PASSAGE:
Federal Center South Building 1202: Seattle, WA

Shaped to Perform
1202 Building P08
Benjamin Benschneider

Echoing the ever-changing waterway that passes the Seattle district headquarters of the U.S. Army Corps of Engineers, the “oxbow” shape of the USACE’s new building represents the transformation from a “silo” office culture to an integrated community. In the Corps’ previous home — a former 1930s Ford Motor warehouse that was later converted to offices — tall cubicle walls and limited access to daylight or exterior views did little to encourage interaction. Now, employees meet members of other departments when they take the open stairs. A variety of conference rooms, hybrid spaces and informal collaboration areas that are centralized in the daylit atrium support project teams as they grow and shrink. Nearly every space provides daylight and views of the restored 4.6 acre former brownfield site, including the Duwamish Waterway.

Design Competition

While the $72 million project provides a beautiful, collaborative workplace, its exceptional energy performance places it among the most elite class of high performance buildings in the U.S. It is the result of a guaranteed performance-oriented contract — a first for the U.S. General Services Administration and an emerging industry trend — which withheld a portion of the contract funds until the first year energy use was verified.

SET EXERCISE: Can you carry on the passage about the Federal Center South Building from its last sentence? The lines that come next aren't needed here.

Records
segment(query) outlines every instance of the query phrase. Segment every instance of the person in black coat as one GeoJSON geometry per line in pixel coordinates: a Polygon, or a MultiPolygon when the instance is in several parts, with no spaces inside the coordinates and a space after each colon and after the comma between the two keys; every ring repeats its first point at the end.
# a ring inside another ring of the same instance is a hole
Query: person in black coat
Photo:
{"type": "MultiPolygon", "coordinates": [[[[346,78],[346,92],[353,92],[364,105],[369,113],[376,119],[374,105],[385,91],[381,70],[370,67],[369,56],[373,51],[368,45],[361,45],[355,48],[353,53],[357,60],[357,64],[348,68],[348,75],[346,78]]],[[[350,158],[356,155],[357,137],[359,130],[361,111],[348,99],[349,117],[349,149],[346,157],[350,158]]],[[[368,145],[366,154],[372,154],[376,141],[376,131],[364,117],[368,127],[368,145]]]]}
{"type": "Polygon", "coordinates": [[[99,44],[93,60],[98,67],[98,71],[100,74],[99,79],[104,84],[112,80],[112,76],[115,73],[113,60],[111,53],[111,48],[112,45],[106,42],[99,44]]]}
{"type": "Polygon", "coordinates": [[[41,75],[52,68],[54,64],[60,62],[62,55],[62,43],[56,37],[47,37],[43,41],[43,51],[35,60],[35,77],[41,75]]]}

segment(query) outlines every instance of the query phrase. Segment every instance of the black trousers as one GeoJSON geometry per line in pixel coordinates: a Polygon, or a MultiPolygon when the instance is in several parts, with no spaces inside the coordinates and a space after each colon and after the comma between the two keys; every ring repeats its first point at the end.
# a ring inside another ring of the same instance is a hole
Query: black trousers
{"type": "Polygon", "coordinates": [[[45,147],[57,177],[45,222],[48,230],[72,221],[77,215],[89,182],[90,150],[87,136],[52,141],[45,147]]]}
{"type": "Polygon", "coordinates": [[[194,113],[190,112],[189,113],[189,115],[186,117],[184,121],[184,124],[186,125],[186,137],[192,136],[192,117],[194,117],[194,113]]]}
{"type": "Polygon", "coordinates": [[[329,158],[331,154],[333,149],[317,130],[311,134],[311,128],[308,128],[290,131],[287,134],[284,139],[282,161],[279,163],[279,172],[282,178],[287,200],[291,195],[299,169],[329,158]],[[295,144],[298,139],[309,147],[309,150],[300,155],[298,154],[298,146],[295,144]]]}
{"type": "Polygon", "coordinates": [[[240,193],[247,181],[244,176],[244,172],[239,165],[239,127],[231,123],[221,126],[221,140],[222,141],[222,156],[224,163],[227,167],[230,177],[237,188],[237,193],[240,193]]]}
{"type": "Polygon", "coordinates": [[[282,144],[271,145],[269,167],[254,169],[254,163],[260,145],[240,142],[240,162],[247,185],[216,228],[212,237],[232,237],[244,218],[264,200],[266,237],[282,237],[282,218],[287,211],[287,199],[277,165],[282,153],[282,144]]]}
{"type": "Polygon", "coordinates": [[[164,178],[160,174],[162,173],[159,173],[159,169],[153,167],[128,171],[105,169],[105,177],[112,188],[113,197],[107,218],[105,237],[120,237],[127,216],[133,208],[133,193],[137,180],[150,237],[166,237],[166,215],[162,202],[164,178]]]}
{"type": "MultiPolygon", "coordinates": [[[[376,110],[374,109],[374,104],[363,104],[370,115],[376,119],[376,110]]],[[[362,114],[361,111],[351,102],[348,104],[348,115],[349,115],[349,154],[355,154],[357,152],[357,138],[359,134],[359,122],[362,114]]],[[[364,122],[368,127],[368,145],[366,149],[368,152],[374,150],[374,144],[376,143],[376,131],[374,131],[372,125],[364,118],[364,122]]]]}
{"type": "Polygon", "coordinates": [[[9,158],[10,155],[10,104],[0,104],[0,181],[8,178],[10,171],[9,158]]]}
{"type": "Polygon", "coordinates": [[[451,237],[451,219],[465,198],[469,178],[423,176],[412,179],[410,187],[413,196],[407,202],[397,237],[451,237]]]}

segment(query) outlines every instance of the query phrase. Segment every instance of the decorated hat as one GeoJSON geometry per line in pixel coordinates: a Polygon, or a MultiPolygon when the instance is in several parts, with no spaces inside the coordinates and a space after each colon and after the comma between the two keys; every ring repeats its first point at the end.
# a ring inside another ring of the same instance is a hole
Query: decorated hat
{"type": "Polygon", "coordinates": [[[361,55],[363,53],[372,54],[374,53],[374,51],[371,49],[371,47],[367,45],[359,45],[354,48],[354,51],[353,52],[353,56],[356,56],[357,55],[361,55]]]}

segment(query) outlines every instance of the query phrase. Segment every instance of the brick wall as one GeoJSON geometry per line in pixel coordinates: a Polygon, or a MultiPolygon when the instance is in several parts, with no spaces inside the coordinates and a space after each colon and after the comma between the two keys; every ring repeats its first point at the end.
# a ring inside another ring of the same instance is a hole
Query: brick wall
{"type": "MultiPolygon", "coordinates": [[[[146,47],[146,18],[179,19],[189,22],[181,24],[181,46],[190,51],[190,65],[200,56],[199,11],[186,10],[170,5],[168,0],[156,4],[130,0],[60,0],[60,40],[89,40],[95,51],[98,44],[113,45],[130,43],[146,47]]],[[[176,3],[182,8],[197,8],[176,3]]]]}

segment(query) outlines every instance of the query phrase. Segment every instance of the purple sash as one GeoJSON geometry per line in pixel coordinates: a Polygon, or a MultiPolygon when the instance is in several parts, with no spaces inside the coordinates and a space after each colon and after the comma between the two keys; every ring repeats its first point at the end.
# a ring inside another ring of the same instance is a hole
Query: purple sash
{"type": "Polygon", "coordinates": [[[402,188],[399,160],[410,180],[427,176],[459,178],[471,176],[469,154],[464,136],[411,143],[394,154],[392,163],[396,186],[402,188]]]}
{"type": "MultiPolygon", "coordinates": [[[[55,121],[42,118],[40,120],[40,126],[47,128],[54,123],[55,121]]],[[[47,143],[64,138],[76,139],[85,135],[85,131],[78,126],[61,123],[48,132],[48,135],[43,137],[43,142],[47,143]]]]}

RESULT OF THIS TASK:
The project was shaped by government programs designed to spur innovative high performance design for federal buildings and stimulate the economy via the release of stimulus funds from the American Recovery and Reinvestment Act (ARRA) as quickly as possible. The GSA used the tight time line demanded by the stimulus dollars and the competitive bidding market in 2009 to experiment with a design-build competition.

A design-build contract meant that the money could be budgeted immediately, and the rapid three-year project time line allocated final funding two to three times faster than traditional design-bid-build contracts.

Three teams participated in the three-month design competition in which proposals were developed to a schematic design level to express design intent, but also assess cost, schedule and performance criteria. In the midst of a struggling economic climate at the end of 2009, these three firms participated in an unfunded competition, each taking a substantial risk to secure a rare, fully funded project at that time.

As part of its Design Excellence program, the GSA specified a set of holistic sustainable performance criteria, required LEED Gold certification and encouraged the reuse of materials from the USACE’s existing on-site warehouse building.

The guaranteed energy performance target required the building team to meet an energy goal 30% better than the ASHRAE/IESNA Standard 90.1-2007 baseline model, or an effective EUI of 27 kBtu/ft2·yr, with 0.5% of the overall contract award retained until the first year of performance was verified through a measurement and verification (M&V) process.


The central atrium “commons” forms the social heart of the building and houses all shared resources, including conference rooms, kitchenettes, the library and informal seating areas to encourage interaction and create a sense of community.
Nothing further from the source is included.